(Prompt): Copy the records below word for word, starting at the line containing "query (the noun phrase to segment): <item>distant" and ending at the end of the records.

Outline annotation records
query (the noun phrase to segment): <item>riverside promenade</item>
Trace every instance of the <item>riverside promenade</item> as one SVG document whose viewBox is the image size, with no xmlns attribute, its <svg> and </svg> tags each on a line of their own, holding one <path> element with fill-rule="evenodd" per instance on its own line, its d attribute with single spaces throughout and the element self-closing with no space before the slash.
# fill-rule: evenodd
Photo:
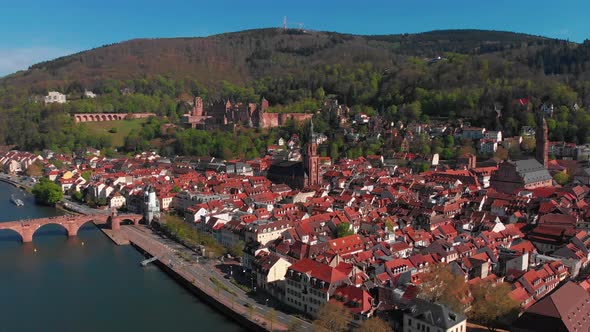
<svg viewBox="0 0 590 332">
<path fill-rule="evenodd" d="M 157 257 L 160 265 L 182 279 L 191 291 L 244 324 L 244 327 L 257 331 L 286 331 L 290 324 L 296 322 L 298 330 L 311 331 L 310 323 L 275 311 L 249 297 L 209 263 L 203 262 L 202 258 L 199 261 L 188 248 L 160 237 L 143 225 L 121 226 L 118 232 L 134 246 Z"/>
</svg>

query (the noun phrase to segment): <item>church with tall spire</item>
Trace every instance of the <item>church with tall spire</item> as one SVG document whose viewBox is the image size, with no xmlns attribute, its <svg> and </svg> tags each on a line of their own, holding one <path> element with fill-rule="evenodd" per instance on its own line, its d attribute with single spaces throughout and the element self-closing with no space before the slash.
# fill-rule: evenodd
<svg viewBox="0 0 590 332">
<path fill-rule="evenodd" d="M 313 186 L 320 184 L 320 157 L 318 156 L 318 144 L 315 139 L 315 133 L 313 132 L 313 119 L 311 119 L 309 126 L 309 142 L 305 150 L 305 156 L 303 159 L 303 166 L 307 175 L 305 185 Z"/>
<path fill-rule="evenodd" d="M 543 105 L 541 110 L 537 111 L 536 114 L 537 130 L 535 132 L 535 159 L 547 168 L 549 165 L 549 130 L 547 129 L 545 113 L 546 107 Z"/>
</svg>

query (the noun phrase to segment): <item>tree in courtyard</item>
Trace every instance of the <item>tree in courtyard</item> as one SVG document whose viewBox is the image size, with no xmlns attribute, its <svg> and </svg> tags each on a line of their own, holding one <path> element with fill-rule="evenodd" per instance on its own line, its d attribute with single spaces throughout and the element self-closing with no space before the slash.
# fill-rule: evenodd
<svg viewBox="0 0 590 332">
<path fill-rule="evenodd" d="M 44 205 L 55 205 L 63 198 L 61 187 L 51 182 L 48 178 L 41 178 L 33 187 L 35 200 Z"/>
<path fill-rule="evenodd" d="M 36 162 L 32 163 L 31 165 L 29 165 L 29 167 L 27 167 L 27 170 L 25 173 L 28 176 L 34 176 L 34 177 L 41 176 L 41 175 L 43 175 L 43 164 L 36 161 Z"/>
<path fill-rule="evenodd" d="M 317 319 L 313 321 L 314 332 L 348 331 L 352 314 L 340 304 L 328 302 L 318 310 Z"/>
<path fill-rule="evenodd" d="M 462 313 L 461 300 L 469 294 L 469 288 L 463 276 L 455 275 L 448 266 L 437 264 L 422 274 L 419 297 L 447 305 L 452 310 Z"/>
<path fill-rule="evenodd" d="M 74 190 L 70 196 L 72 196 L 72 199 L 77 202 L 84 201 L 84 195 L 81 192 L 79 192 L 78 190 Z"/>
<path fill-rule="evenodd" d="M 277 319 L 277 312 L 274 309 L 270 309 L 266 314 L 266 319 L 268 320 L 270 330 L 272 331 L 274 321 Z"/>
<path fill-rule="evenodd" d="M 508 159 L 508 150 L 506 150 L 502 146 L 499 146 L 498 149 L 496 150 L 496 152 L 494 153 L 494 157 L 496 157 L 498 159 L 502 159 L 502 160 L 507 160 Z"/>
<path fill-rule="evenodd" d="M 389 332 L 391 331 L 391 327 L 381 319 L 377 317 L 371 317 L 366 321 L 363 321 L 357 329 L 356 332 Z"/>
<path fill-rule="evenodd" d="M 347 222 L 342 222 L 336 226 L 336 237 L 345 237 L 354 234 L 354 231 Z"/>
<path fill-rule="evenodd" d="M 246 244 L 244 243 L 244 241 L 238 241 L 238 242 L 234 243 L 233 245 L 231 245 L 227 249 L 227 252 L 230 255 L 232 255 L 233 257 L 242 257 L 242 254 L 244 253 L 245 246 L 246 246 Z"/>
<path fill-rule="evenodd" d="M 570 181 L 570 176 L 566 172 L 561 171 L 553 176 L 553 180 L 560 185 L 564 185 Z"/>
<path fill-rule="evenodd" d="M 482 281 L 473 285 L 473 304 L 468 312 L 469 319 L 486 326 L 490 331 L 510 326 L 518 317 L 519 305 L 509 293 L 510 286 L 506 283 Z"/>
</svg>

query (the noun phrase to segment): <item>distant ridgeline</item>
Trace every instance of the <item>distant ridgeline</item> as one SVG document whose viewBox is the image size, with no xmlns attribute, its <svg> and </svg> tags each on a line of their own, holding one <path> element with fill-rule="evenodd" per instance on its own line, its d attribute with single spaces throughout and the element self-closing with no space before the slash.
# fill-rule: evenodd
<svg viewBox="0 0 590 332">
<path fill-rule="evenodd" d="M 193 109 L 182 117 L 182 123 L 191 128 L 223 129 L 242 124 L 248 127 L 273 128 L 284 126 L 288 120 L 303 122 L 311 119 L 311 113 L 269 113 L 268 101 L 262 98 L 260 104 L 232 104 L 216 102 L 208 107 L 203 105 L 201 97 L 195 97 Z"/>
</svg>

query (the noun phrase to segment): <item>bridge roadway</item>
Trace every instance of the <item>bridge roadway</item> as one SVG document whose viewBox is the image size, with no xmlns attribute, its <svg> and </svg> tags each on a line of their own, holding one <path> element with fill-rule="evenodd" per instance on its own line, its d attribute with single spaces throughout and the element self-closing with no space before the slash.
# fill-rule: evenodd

(Exercise output):
query (the noun phrase to segment): <item>distant ridgeline</item>
Trace every instance of the <item>distant ridgeline</item> as one SVG document whose viewBox is the image size, with no xmlns attribute, its <svg> and </svg> tags each on a line of their own, holding one <path> element with fill-rule="evenodd" per instance on its own line, its d attribute with single spaces throughout and the element self-closing with no space before the slash.
# fill-rule: evenodd
<svg viewBox="0 0 590 332">
<path fill-rule="evenodd" d="M 193 109 L 182 117 L 182 123 L 191 128 L 223 129 L 242 124 L 248 127 L 273 128 L 284 126 L 288 120 L 303 122 L 311 119 L 311 113 L 269 113 L 268 101 L 262 98 L 260 104 L 232 104 L 216 102 L 208 107 L 203 105 L 201 97 L 195 97 Z"/>
</svg>

query (the noun phrase to segment): <item>bridge roadway</item>
Trace every instance of the <item>bridge roadway</item> as one SVG document whose viewBox is the image size, with no xmlns attribute, its <svg> and </svg> tags each on a line of their own, holding one <path> element with fill-rule="evenodd" per instance on its own line, its d attribute with single spaces throughout and the element self-closing with no space before the slash.
# fill-rule: evenodd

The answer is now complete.